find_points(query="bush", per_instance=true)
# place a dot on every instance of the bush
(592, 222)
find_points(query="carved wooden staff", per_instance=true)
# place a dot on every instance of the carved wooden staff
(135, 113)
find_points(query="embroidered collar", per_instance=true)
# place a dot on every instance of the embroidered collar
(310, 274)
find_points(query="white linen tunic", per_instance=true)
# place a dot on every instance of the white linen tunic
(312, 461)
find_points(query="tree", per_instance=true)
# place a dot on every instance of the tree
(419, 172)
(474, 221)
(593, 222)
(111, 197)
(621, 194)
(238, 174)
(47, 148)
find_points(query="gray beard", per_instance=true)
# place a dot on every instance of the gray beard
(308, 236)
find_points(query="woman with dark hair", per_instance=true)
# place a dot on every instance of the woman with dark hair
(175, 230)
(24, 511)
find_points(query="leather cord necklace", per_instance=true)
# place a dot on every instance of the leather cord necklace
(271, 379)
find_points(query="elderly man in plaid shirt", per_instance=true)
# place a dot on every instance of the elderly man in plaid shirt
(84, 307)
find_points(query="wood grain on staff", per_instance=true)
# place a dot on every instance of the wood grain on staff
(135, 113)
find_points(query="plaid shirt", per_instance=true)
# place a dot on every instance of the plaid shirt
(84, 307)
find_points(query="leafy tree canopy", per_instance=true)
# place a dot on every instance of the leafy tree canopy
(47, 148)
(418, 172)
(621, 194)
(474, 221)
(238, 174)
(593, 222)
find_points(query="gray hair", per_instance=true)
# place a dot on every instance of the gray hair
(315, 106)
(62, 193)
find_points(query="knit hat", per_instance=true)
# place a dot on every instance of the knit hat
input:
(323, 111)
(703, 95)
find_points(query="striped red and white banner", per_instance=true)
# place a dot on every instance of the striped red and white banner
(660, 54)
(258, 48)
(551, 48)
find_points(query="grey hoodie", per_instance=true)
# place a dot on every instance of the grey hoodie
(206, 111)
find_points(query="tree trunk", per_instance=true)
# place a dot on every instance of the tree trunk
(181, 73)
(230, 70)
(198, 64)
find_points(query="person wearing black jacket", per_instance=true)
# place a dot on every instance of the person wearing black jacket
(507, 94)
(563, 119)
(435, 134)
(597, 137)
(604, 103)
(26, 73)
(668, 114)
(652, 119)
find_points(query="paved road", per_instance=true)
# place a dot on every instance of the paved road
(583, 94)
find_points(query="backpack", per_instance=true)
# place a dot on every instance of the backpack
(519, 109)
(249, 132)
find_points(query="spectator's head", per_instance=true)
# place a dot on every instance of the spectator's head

:::::

### Written request
Exact copies of all the records are required.

### In response
find_points(query="bush", per_instance=true)
# place a dot on every instance of the bush
(592, 222)
find_points(query="carved wooden staff", per_instance=true)
# place a dot on every instance of the carved wooden staff
(135, 113)
find_points(query="embroidered collar", per_instance=true)
# place a dot on every instance of the embroidered collar
(310, 274)
find_points(query="white linen tunic", per_instance=true)
# place a dot on every instance of the white linen tunic
(312, 461)
find_points(query="tree", per_instance=true)
# place a dot on every instance of the tree
(419, 172)
(474, 221)
(593, 222)
(111, 197)
(621, 194)
(238, 174)
(47, 148)
find_points(query="gray beard", per_instance=true)
# place a dot on every instance of the gray beard
(308, 236)
find_points(query="woman with dark hair", per_instance=true)
# place a dot on every instance of the woman with dark hair
(175, 230)
(24, 511)
find_points(query="leather cord necklace", per_instance=true)
# place a dot on every instance of the leather cord necklace
(271, 379)
find_points(query="elderly man in plaid shirt", per_instance=true)
# place a dot on every instance of the elderly man in plaid shirt
(84, 307)
find_points(query="wood grain on staff", per_instance=true)
# place a dot on every instance of the wood grain on staff
(135, 113)
find_points(query="plaid shirt", per_instance=true)
# place a dot on every instance of the plaid shirt
(84, 307)
find_points(query="leafy tree canopy", per_instance=true)
# place a dot on every instance of the leafy tree canopy
(47, 148)
(418, 172)
(621, 194)
(474, 221)
(238, 174)
(593, 222)
find_points(query="gray hair", per_instance=true)
# place a dot on every instance of the gray hair
(315, 106)
(62, 193)
find_points(query="knit hat", per_instance=true)
# place a dot on every instance of the knit hat
input:
(323, 111)
(703, 95)
find_points(query="striped red and white banner", per_instance=true)
# place a dot on every instance of the striped red and white banner
(660, 54)
(258, 48)
(551, 48)
find_points(query="grey hoodie", per_instance=true)
# place a dot on every instance of the grey hoodie
(206, 111)
find_points(query="tree trunk", per_instance=true)
# place a dot on every instance of the tree trunk
(181, 73)
(230, 70)
(198, 64)
find_points(query="person wearing black jacket", per_instance=true)
# place a dot on every instance of the person wearing black jacket
(507, 94)
(563, 119)
(435, 134)
(597, 137)
(604, 103)
(26, 73)
(668, 114)
(652, 119)
find_points(query="paved road", per_instance=true)
# place a dot on every instance of the paved road
(583, 94)
find_points(query="backpack", per_instance=true)
# place a dot on every instance of the backpack
(519, 109)
(249, 132)
find_points(query="spectator's head", per_instance=true)
# place a dot on every instance of the spectator's head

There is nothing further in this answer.